— Start of EXTRACT —

The transport and authentication layers are responsible for establishing your initial connection to the remote server. Once that's done, SSH gives you channels for moving data back and forth. This is very similar to how IP gives you the ability to send data to a specific port -- the underlying data link layer (layer 2 in the OSI model) doesn't have that concept or care.

SSH uses a single TCP connection to a host to allow you to do many things over that single connection. If you are using port forwarding, SSH still uses a single TCP connection and multiplexes your forwarded connections, your shell, and whatever else you're doing all through the same pipe.

The problem statement

Now let's move to forwarding. In our example today, we're going to be using three machines. Your laptop will be named laptop (original, I know) and you will be first connecting to the machine named gateway. You have a screen session on that machine and you want to then connect to web01 and all of your other servers.

mark@laptop:~$ ssh gateway
mark@gateway:~$

When you type that command, SSH gets busy establishing a transport layer and performing user authentication. Since we're not debugging auth right now, let's just assume it works.

You are now presented with a shell on your remote machine. From this bare shell, you can connect off to your webserver and it should just work:

mark@gateway:~$ ssh web01
mark@web01:~$

Done. That was easy. If you just want to do this, there's really not much you have to do. Assuming your original SSH client is forwarding, you should be able to hop that to the next server.

But let's go back to our gateway machine and fire up screen...

— End of EXTRACT —
— Start of DATA PROVIDED —

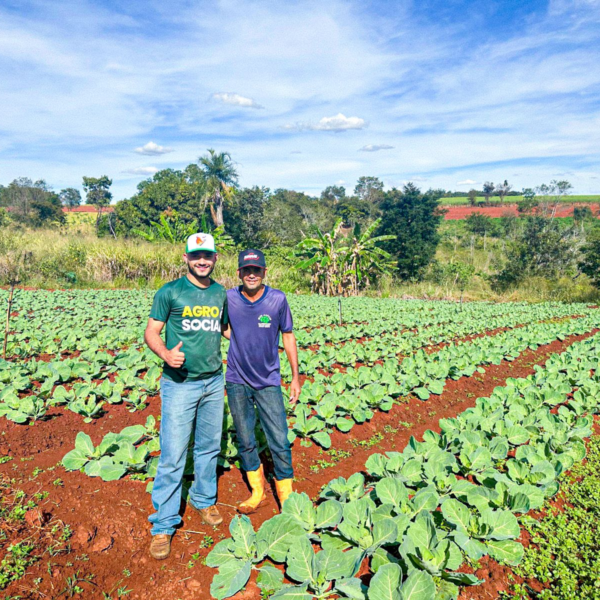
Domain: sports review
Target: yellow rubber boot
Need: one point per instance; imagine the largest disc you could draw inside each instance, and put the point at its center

— End of DATA PROVIDED —

* WRITTEN INSTRUCTION A
In the SSH forwarding text, how many TCP connections does SSH use to a host when you are port forwarding?
* WRITTEN INSTRUCTION B
Extend the SSH forwarding text, starting right after its final sentence.

* REPLY A
A single TCP connection, which carries the forwarded connections, the shell and everything else.

* REPLY B
mark@web01:~$ exit
mark@gateway:~$ screen

Now you will be back in a shell, but you will be inside of screen. I am also not going to give you a screen tutorial in this blog post. I will assume that you know how to basically use screen -- attach, detach, and reattach are all you really need to know for this.

From inside of screen, now SSH to your webserver. It works! But wait, you haven't done anything to configure anything yet! That's right, it'll work ... for now. Go ahead and detach from screen (detach -- don't terminate!) and then log out of your gateway machine.

mark@gateway:~$ ^ad
[detached from 23038.main]

mark@gateway:~$ exit
mark@laptop:~$

You are now back on your laptop, but your screen is still running. Reconnect to gateway and reattach your screen and then try to connect to your web server:

mark@laptop:~$ ssh gateway
mark@gateway:~$ screen -r
mark@gateway:~$ ssh web01
mark@web01's password:

You get a password prompt -- you aren't allowed in! How did this happen?

SSH forwarding, how it works

On gateway, after establishing the SSH connection, take a look at the environment of your shell:

mark@gateway:~$ env | grep SSH
SSH_CLIENT=68.38.123.35 45926 22
SSH_TTY=/dev/pts/0
SSH_CONNECTION=68.38.123.35 48926 10.1.35.23 22
SSH_AUTH_SOCK=/tmp/ssh-hRNwjA1342/agent.1342

The important one here is SSH_AUTH_SOCK which is currently set to some file in /tmp. If you examine this file, you'll see that it's a Unix domain socket -- and is connected to the particular instance of ssh that you connected in on. Importantly, this changes every time you connect.

As soon as you log out, that particular socket file is gone. Now, if you go and reattach your screen, you'll see the problem. It has the environment from when screen was originally launched -- which could have been weeks ago. That particular socket is long since dead.

From inside of screen, your shell has no idea that there is real SSH authentication socket somewhere else. It just knows that the one you have told it to use doesn't exist.

Solving the crisis

There are several ways of solving this problem. I believe the following to be the easiest and most reliable of the ones I've tried. This works in bash and zsh and probably will work in other shells as well.

Solution: since we know the problem has to do with knowing where the currently live SSH authentication socket is, let's just put it in a predictable place!

In your .bashrc or .zshrc file, add the following:

# Predictable SSH authentication socket location.
SOCK="/tmp/ssh-agent-$USER-screen"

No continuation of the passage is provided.